REQUEST
Your output is the line containing "locate the barn" plus all lines after it to the end of the records, reproduced exactly, with nothing else.
○ ○ ○ ○ ○ ○ ○
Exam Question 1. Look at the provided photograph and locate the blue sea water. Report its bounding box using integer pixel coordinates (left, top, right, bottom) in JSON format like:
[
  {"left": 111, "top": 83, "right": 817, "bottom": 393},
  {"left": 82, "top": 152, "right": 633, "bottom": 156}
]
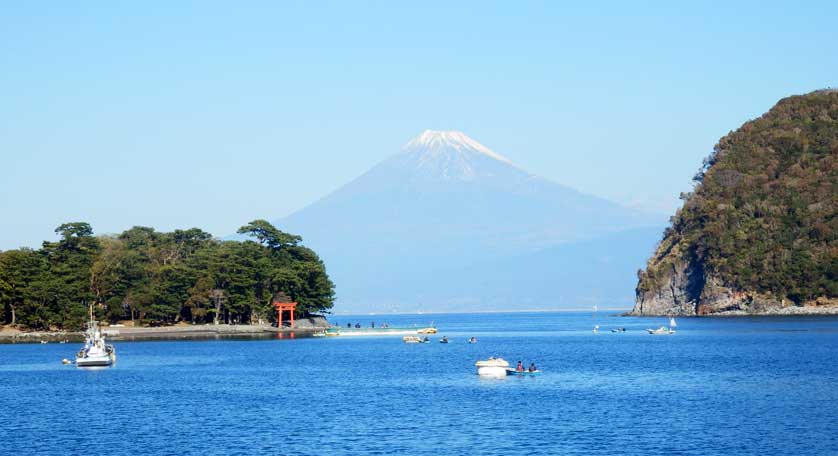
[{"left": 0, "top": 312, "right": 838, "bottom": 456}]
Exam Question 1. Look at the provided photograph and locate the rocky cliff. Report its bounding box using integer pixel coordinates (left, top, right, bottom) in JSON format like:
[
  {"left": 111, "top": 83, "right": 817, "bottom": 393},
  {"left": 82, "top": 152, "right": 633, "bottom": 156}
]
[{"left": 631, "top": 90, "right": 838, "bottom": 315}]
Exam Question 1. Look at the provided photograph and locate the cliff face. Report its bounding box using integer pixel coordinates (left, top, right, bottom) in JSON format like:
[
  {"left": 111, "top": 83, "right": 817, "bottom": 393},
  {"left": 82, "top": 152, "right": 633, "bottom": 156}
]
[{"left": 632, "top": 90, "right": 838, "bottom": 315}]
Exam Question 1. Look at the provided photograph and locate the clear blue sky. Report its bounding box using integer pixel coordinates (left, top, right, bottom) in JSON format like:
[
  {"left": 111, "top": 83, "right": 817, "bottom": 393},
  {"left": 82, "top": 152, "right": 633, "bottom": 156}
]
[{"left": 0, "top": 1, "right": 838, "bottom": 249}]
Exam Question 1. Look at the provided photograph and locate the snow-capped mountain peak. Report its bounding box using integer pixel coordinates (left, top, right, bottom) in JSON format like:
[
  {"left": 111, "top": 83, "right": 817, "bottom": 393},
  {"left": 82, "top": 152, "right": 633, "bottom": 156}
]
[{"left": 404, "top": 130, "right": 511, "bottom": 164}]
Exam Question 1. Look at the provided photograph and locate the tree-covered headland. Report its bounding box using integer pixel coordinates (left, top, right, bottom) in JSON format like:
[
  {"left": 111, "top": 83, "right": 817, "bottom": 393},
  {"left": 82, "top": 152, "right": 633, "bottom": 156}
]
[
  {"left": 635, "top": 89, "right": 838, "bottom": 314},
  {"left": 0, "top": 220, "right": 334, "bottom": 329}
]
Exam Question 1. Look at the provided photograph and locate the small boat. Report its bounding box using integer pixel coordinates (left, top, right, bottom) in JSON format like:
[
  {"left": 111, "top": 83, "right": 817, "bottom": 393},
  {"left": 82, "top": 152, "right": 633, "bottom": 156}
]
[
  {"left": 506, "top": 368, "right": 541, "bottom": 377},
  {"left": 325, "top": 326, "right": 436, "bottom": 337},
  {"left": 76, "top": 319, "right": 116, "bottom": 367},
  {"left": 474, "top": 357, "right": 509, "bottom": 377}
]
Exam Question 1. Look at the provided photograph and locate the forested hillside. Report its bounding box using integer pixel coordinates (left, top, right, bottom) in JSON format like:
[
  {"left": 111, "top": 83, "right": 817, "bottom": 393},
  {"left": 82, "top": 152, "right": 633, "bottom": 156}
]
[
  {"left": 0, "top": 220, "right": 334, "bottom": 329},
  {"left": 635, "top": 90, "right": 838, "bottom": 314}
]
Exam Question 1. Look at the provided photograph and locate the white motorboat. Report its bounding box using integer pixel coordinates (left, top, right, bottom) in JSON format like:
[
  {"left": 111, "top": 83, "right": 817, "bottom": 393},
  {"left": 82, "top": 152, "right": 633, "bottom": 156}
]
[
  {"left": 646, "top": 326, "right": 675, "bottom": 334},
  {"left": 474, "top": 357, "right": 509, "bottom": 377},
  {"left": 76, "top": 320, "right": 116, "bottom": 367}
]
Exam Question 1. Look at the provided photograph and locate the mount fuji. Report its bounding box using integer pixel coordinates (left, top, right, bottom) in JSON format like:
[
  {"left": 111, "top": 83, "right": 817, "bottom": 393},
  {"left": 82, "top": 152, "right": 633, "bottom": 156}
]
[{"left": 276, "top": 130, "right": 663, "bottom": 312}]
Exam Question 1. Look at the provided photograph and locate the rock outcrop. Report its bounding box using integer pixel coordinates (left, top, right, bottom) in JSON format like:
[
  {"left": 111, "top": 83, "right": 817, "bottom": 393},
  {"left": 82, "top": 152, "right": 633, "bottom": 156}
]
[{"left": 630, "top": 90, "right": 838, "bottom": 316}]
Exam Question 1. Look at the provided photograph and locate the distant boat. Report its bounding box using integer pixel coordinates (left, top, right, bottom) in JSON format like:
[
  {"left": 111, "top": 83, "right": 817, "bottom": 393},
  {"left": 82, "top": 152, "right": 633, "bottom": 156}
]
[
  {"left": 76, "top": 319, "right": 116, "bottom": 367},
  {"left": 506, "top": 368, "right": 541, "bottom": 376},
  {"left": 325, "top": 326, "right": 437, "bottom": 337},
  {"left": 474, "top": 357, "right": 509, "bottom": 377}
]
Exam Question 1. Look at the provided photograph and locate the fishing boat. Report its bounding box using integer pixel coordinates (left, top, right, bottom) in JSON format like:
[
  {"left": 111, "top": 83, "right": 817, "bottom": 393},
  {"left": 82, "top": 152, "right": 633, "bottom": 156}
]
[
  {"left": 76, "top": 319, "right": 116, "bottom": 367},
  {"left": 474, "top": 357, "right": 509, "bottom": 377},
  {"left": 506, "top": 368, "right": 541, "bottom": 377}
]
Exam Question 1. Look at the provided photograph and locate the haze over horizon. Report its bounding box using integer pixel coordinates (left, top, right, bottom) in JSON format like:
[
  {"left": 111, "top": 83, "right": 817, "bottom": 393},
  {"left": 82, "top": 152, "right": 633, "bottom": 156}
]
[{"left": 0, "top": 2, "right": 838, "bottom": 249}]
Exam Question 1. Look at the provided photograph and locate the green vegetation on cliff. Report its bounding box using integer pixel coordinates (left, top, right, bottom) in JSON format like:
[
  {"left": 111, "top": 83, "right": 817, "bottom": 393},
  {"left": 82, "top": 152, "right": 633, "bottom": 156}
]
[
  {"left": 637, "top": 90, "right": 838, "bottom": 304},
  {"left": 0, "top": 220, "right": 334, "bottom": 329}
]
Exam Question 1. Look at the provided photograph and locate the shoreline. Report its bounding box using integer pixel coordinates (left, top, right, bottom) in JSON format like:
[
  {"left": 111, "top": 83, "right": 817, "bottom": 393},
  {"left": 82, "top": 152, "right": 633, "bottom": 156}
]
[
  {"left": 620, "top": 306, "right": 838, "bottom": 318},
  {"left": 0, "top": 325, "right": 326, "bottom": 343}
]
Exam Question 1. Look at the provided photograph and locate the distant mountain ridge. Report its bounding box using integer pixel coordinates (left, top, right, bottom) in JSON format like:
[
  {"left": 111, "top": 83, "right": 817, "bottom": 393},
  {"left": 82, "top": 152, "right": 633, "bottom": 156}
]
[{"left": 276, "top": 130, "right": 661, "bottom": 310}]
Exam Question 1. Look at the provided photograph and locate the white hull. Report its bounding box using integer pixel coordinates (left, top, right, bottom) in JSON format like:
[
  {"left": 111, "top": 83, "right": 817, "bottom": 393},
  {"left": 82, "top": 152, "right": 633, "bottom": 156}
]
[
  {"left": 477, "top": 366, "right": 506, "bottom": 377},
  {"left": 76, "top": 355, "right": 116, "bottom": 367}
]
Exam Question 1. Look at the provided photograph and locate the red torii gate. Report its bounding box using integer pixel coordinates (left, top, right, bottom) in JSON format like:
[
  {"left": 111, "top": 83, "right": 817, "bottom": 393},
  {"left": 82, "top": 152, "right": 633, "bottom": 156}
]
[{"left": 273, "top": 294, "right": 297, "bottom": 328}]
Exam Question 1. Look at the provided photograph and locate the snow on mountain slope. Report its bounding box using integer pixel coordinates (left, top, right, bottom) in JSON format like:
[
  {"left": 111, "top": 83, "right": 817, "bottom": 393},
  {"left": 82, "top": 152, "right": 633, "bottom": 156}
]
[{"left": 276, "top": 130, "right": 661, "bottom": 309}]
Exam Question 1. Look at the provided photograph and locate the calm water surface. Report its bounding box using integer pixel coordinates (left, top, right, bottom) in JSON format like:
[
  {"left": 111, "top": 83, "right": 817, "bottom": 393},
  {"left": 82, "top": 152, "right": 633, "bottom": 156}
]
[{"left": 0, "top": 312, "right": 838, "bottom": 455}]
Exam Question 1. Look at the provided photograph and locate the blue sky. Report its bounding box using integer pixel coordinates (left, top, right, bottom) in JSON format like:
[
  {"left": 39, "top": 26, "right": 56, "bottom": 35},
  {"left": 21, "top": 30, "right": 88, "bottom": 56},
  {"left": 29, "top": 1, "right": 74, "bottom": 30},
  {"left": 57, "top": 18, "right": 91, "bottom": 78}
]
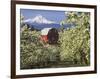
[{"left": 20, "top": 9, "right": 65, "bottom": 23}]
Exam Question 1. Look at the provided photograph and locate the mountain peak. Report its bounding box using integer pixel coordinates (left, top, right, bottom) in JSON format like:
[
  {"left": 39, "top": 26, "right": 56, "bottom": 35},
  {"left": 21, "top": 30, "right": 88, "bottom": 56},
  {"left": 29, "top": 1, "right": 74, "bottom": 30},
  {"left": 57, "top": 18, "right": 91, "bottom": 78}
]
[{"left": 24, "top": 14, "right": 55, "bottom": 24}]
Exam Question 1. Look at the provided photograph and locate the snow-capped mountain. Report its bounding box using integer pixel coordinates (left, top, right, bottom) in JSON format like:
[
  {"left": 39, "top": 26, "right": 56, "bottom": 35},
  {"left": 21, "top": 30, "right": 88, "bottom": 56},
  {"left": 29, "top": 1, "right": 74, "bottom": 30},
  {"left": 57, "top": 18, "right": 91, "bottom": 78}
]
[{"left": 23, "top": 15, "right": 55, "bottom": 24}]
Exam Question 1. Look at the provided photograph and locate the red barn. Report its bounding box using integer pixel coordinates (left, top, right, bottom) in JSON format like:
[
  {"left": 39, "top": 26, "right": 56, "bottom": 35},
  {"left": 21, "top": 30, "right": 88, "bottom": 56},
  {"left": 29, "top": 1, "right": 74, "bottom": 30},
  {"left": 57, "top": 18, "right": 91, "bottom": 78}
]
[{"left": 41, "top": 28, "right": 59, "bottom": 44}]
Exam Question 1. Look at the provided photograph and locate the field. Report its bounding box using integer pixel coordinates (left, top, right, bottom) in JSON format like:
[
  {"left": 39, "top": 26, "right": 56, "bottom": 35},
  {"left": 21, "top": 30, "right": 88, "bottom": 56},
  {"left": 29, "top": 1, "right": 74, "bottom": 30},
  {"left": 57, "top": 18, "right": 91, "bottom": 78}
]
[{"left": 20, "top": 12, "right": 90, "bottom": 69}]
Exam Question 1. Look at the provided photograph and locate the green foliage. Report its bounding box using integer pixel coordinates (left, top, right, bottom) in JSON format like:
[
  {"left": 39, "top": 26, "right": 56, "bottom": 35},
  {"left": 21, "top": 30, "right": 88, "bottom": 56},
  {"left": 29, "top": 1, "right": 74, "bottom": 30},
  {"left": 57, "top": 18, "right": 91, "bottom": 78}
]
[
  {"left": 20, "top": 26, "right": 59, "bottom": 69},
  {"left": 59, "top": 12, "right": 90, "bottom": 65},
  {"left": 20, "top": 12, "right": 90, "bottom": 69}
]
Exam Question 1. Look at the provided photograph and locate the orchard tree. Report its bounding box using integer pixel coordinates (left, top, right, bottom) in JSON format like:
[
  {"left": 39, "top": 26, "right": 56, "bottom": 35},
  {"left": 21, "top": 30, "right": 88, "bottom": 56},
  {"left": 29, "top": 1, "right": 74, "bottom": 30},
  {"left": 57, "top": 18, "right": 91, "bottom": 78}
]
[{"left": 59, "top": 12, "right": 90, "bottom": 65}]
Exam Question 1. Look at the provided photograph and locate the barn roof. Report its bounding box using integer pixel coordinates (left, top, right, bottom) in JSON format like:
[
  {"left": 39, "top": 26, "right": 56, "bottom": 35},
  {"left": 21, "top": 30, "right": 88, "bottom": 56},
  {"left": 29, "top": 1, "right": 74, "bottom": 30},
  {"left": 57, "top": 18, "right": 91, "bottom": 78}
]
[{"left": 41, "top": 28, "right": 52, "bottom": 35}]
○ ○ ○ ○ ○ ○ ○
EXERCISE ANSWER
Exam Question 1. Look at the provided photograph and locate the barn roof. Report its bounding box using integer pixel coordinates (left, top, right, bottom) in JSON format like:
[
  {"left": 39, "top": 26, "right": 56, "bottom": 35},
  {"left": 21, "top": 30, "right": 88, "bottom": 56},
  {"left": 29, "top": 1, "right": 74, "bottom": 30},
  {"left": 57, "top": 18, "right": 91, "bottom": 78}
]
[{"left": 41, "top": 28, "right": 52, "bottom": 35}]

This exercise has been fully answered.